- _Problems and tasks_:
A) In the grid and cluster history, shorten the paragraph beginning "The term grid is first used" while keeping its main facts.
B) Copy the grid and cluster history, beginning at the words "The Grid is now" and stopping after "(or binary) code.", with "infrastructure" renamed to "network".
C) Write what comes next in the grid and cluster history, picking up after its final sentence.

I will use a little bit of history in chronological prose.
Grid
The term grid is first used to represent one resource that is repeated across terrestrial landscape or space. The term is frequently used during the distribution of telegraphs where repeaters had to be placed on poles every N radii (plural for radius) to amplify the signal. Another example is the electrical grid that Thomas Edison and Nikola Tesla competitively started spreading around the Earth. Computers got really popular and they soon were expanded across The Grid to replace human telegraph (and telephone) operators.
The Grid is now a bunch of computers that can connect and terminate communication channels. The Grid is an infrastructure of computers that function for one goal which is the run assembly (or binary) code.
Cluster
Farseeing the power of computers and actually witnessing computers win wars (Turing's machine), DARPA (or ARPA which is the U.S.A. Military) stepped in.
DARPA started commissioning universities and colleges to utilize the Grid for multi-plexing communication methods (that use baud and protocols). Universities and colleges started making protocols to separate the different tasks that they wanted to carry out over the Grid and target the computers. That started the modern internet. In-house testing clusters were established in laboratories to simulate the grid. Clusters are great for orchestration. A job can be sub-divided over all or some of the slaves within a cluster. The military utilized the college and university's findings and applied the SOFTWARE to the Grid. There were some gotchas with clusters:
Must be same (or near same) hardware
Must have same operating system
The rules were strict because all the instruction-sets had to be the same passing over the CPUs. Clusters usually had a master and slave type relationship. A Cluster usually ran one unic (or unix) job at a time. Clusters had job-schedulers. Then clusters got more complex because hardware manufacturers started making parallel chip architectures (on top of the Von Neumann arch).

- _Stored records_:

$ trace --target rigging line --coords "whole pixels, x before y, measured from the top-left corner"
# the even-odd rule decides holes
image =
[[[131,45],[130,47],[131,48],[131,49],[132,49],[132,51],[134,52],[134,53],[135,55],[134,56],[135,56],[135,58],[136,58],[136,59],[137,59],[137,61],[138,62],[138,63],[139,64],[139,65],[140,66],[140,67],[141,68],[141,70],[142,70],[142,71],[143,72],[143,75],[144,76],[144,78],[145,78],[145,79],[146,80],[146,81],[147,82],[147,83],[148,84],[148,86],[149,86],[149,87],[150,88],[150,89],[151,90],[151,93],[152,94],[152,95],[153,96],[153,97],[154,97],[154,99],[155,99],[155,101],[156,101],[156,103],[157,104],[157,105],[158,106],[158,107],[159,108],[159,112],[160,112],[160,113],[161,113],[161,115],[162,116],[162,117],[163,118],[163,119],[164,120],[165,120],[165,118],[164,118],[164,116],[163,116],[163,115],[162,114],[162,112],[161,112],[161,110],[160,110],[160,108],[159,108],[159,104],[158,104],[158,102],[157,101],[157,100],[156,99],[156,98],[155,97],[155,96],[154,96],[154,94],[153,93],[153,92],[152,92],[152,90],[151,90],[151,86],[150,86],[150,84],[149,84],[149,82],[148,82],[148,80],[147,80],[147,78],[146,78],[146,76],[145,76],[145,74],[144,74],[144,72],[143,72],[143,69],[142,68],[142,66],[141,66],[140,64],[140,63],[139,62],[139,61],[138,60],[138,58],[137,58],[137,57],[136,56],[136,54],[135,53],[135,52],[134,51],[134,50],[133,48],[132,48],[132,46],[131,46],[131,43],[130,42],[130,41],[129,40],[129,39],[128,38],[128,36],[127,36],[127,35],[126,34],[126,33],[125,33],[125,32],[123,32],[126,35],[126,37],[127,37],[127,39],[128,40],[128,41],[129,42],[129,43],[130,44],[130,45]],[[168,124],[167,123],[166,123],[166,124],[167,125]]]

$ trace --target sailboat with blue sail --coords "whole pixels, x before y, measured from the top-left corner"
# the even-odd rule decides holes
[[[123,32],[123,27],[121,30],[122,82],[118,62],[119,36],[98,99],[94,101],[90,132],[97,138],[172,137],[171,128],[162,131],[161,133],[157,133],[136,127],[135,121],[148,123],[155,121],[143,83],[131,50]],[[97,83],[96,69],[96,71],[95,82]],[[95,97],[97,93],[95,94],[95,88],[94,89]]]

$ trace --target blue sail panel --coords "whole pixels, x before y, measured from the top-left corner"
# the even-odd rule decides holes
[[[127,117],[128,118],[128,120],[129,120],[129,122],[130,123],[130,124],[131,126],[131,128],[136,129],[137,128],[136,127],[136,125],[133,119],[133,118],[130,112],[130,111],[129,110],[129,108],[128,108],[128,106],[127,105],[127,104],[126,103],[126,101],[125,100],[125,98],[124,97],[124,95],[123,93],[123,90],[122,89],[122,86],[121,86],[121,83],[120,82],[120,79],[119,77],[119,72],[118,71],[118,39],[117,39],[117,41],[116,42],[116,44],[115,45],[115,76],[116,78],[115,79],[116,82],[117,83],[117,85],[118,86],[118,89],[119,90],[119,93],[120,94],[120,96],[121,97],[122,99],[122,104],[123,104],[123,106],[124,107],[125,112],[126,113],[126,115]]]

- _Results for the exercise_:
A) "Grid" first meant one resource repeated across land or space. The term was common when telegraph lines were spread, because repeaters had to be placed on poles every N radii to boost the signal. The electrical grid that Thomas Edison and Nikola Tesla competitively spread around the Earth is another example. As computers became popular, they spread across The Grid and replaced human telegraph and telephone operators.

B)
The Grid is now a bunch of computers that can connect and terminate communication channels. The Grid is an network of computers that function for one goal which is the run assembly (or binary) code.

C)
Clusters become more powerful. The Clusters inherited more complexity and people were doing more creative things. Cluster could now do different jobs, tasks, processes, asynchronously processes, synchronized processes, and many more interesting things. One box (or computer node) could run more jobs. Now the Grid could be used for multiple purpose. The rate of software updates on clusters was faster than the actual grid. Clusters were deployed locally on campuses. Clusters started superseding the grid because you could directly produce a public facing stack that out-performed the (national) grid.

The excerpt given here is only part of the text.